■ **TO DO**:
Look for the word "umbrella" in the records, and copy each line where it appears.

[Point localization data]
---+---
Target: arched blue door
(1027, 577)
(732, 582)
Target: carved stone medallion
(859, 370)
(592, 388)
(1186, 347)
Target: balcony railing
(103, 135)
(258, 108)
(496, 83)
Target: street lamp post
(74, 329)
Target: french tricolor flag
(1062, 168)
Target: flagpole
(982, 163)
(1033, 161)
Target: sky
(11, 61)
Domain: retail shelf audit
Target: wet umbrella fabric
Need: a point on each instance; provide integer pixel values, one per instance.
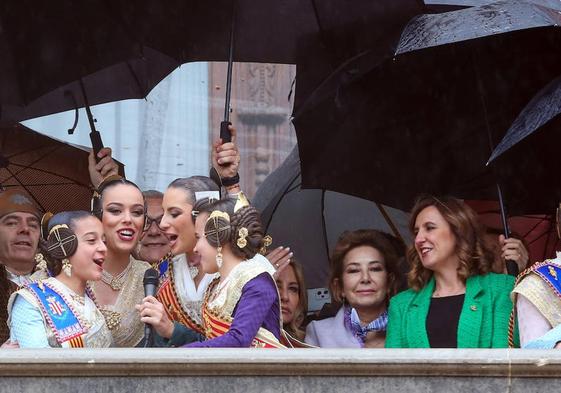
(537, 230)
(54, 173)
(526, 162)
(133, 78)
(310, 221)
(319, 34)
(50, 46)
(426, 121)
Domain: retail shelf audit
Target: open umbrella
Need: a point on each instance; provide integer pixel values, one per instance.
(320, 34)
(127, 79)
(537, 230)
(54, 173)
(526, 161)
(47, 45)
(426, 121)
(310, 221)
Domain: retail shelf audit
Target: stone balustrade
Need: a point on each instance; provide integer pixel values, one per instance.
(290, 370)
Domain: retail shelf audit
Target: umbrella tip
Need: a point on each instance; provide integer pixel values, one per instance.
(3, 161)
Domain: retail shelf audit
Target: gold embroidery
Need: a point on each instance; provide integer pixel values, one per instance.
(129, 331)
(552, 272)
---+---
■ **FINISHED EXERCISE**:
Target: wet umbrella fabric
Target: open umbrella
Target: umbrella tip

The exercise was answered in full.